Reading passage »
☆ ☆ ☆

The Perils Of Crisis Mode

Home equity lending has been a mainstay of retail banking profitability over the last five years, providing double-digit growth that seemed irresistible in peak market conditions. As housing prices soared, banks concentrated on sales campaigns and loaded up on home equity balances and lines of credit, with little concern about credit risk.

But like a California wildfire, risk exposure is now racing through the home equity lending industry, leaving a far different landscape for institutions to navigate. As home prices fall and delinquencies soar, lenders are scurrying into defense mode.

In these trying times, lenders are quickly implementing three traditional defensive measures: beefing up collections teams, tightening credit access, and stepping up borrower surveillance on basics such as credit scores and loan-to-value ratios. Yet institutions will need far more than these prudent steps to navigate the current crisis.

Representing the best thinking of perhaps 25 years ago, basic risk defenses are a good starting point but ultimately inadequate in dealing with today's far more complicated marketplace. They also fail to capitalize on significant advances in marketing and risk management, as exemplified in the credit card industry.

As a result, lenders that go no further than old-fashioned tightening will miss out on three major opportunities: 1) tapping selective growth opportunities with new and established customers; 2) advance detection of impending delinquencies; and 3) marketing-flavored collections techniques that help the institution to focus its efforts and gain "first-in-line" repayments stance vis-à-vis other borrowers.

☆ ☆ ☆

Data »
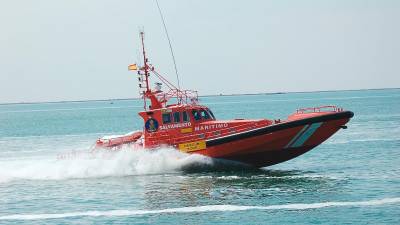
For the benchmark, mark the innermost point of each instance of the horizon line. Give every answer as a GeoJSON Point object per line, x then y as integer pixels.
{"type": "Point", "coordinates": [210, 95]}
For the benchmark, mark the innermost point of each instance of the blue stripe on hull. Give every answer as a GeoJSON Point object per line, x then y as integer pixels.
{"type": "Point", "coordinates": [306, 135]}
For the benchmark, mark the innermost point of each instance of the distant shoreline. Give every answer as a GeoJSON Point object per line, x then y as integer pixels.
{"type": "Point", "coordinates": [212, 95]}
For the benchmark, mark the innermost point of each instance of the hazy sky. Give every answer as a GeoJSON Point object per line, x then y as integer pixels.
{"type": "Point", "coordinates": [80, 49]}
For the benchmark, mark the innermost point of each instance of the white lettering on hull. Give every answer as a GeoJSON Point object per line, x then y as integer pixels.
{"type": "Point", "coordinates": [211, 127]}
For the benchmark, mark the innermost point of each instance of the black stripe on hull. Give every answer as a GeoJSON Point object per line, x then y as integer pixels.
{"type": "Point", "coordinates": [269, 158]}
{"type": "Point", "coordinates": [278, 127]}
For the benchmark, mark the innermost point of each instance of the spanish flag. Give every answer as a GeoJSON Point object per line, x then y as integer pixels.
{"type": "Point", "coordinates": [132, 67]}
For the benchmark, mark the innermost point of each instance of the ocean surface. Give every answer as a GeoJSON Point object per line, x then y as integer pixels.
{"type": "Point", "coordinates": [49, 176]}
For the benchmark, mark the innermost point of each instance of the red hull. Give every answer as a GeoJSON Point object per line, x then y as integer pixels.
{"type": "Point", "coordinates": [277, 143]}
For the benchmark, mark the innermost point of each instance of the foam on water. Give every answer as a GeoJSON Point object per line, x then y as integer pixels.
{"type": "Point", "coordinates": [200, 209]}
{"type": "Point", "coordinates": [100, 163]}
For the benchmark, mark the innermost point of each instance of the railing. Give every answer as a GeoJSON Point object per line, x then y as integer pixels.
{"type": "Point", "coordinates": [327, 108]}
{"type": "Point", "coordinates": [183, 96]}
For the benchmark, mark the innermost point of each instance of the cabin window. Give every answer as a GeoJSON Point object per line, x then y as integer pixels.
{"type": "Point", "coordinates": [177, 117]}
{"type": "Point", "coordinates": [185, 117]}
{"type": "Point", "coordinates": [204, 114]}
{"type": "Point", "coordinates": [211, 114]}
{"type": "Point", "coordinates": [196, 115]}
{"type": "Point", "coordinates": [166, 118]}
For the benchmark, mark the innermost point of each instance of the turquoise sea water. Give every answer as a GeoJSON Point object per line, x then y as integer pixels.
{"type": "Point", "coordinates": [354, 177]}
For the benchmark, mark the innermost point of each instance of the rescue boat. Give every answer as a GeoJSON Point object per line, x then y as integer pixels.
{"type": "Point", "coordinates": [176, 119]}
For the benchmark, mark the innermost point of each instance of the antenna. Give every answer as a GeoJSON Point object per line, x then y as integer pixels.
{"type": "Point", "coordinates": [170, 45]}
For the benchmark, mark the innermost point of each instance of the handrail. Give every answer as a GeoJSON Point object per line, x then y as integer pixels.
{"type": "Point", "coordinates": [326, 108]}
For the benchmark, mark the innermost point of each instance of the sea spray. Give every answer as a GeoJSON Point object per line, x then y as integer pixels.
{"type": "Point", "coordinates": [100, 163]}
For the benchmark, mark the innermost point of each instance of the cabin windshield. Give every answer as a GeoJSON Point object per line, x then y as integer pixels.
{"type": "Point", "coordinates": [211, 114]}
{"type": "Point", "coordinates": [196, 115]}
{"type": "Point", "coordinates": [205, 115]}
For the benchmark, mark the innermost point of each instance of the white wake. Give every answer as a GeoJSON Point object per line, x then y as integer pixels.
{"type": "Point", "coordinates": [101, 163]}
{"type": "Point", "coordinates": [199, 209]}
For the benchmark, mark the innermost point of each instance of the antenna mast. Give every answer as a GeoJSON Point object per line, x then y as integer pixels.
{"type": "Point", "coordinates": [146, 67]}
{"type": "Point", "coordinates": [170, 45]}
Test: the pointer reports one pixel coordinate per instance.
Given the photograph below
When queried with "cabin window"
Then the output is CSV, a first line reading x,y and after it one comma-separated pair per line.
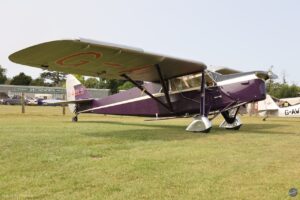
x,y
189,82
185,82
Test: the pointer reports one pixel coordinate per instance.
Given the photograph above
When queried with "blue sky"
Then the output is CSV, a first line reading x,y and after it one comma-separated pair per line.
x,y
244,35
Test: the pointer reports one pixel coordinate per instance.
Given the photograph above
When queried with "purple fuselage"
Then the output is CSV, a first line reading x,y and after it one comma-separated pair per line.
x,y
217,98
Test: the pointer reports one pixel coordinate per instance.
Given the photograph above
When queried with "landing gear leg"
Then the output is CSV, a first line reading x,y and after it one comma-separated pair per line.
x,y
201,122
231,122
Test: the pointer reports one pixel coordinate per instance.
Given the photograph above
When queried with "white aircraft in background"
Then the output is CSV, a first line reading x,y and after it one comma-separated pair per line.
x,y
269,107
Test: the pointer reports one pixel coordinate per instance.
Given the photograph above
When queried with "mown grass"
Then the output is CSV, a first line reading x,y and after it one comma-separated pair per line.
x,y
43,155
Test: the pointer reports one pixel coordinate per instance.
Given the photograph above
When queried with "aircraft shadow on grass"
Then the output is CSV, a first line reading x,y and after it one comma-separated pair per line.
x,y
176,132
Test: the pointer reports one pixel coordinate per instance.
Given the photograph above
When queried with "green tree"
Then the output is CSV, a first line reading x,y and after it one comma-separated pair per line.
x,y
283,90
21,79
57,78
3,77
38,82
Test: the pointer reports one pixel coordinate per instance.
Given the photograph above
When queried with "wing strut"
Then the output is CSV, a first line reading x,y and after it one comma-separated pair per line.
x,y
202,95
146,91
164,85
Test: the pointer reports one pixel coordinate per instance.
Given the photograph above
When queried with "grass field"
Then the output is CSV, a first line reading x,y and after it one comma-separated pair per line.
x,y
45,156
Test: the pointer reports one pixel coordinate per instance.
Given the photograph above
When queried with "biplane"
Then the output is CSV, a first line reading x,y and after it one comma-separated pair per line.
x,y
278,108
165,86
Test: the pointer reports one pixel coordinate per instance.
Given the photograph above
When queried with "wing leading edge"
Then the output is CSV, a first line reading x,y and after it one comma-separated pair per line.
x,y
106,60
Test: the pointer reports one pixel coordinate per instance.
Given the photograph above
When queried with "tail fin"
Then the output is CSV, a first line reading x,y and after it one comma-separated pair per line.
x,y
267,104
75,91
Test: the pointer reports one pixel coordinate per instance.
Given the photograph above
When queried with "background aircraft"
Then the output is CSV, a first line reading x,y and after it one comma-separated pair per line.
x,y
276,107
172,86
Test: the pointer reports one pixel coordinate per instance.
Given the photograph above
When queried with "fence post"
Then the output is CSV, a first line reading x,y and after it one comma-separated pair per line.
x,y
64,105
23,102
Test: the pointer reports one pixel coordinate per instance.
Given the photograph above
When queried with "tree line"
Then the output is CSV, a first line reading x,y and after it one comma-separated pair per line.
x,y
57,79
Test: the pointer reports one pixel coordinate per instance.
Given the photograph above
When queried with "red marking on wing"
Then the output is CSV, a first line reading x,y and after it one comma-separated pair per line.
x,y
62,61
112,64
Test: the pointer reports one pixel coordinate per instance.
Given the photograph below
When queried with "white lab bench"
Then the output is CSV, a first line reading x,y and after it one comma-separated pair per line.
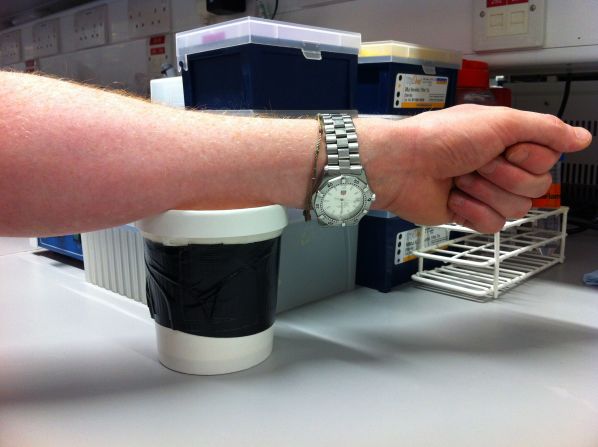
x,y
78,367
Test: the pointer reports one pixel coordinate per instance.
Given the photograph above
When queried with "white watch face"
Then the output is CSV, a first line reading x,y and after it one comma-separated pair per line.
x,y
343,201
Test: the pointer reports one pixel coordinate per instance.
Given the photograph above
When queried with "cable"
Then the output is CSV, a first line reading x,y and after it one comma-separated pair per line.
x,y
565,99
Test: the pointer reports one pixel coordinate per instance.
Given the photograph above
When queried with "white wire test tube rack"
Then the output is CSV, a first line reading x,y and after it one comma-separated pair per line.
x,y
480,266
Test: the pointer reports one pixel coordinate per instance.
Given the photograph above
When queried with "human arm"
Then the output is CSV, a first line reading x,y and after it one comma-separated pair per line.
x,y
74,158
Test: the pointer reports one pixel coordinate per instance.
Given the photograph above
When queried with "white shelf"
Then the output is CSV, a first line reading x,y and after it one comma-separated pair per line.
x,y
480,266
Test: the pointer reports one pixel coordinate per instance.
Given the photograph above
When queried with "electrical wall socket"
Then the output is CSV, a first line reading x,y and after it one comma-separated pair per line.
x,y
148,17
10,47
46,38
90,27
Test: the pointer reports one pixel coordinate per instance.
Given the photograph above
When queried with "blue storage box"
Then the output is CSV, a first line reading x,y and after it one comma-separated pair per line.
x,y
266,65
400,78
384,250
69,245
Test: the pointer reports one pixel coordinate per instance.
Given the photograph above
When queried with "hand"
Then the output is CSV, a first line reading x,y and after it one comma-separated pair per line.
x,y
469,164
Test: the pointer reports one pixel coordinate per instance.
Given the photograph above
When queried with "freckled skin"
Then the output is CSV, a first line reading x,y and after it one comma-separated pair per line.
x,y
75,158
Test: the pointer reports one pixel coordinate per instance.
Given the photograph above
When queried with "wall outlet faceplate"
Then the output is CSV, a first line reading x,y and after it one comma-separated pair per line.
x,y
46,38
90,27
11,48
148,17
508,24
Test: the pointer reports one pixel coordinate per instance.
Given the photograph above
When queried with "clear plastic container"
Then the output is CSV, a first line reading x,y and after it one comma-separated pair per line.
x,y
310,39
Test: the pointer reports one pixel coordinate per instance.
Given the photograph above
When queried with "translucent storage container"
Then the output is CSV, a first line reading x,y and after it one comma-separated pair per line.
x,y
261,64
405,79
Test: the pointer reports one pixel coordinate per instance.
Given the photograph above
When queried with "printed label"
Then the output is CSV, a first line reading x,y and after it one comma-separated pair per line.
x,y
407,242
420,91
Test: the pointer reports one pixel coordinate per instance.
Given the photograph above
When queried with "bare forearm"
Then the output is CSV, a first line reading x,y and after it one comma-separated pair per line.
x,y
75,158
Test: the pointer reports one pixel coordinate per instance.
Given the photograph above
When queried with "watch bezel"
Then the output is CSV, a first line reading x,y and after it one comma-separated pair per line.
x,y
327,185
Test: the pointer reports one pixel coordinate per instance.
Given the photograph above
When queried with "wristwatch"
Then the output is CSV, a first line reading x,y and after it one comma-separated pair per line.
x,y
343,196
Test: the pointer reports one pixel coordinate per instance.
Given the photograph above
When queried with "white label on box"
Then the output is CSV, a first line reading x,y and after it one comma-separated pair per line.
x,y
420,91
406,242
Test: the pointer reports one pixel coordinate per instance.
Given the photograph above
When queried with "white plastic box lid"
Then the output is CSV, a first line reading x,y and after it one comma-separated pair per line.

☆ ☆ ☆

Problems »
- a) Decide whether each statement agrees with the home equity lending text, answering yes or no and quoting the words of the text that settle it. (i) Home equity lending produced double-digit growth in peak market conditions. (ii) Basic risk defenses are adequate for today's marketplace. (iii) Banks paid close attention to credit risk while housing prices soared.
- b) According to the home equity lending text, which industry exemplifies the significant advances in marketing and risk management?

Solutions »
- a)
(i) Yes: "providing double-digit growth that seemed irresistible in peak market conditions."
(ii) No: "ultimately inadequate in dealing with today's far more complicated marketplace."
(iii) No: "with little concern about credit risk."

- b) The credit card industry.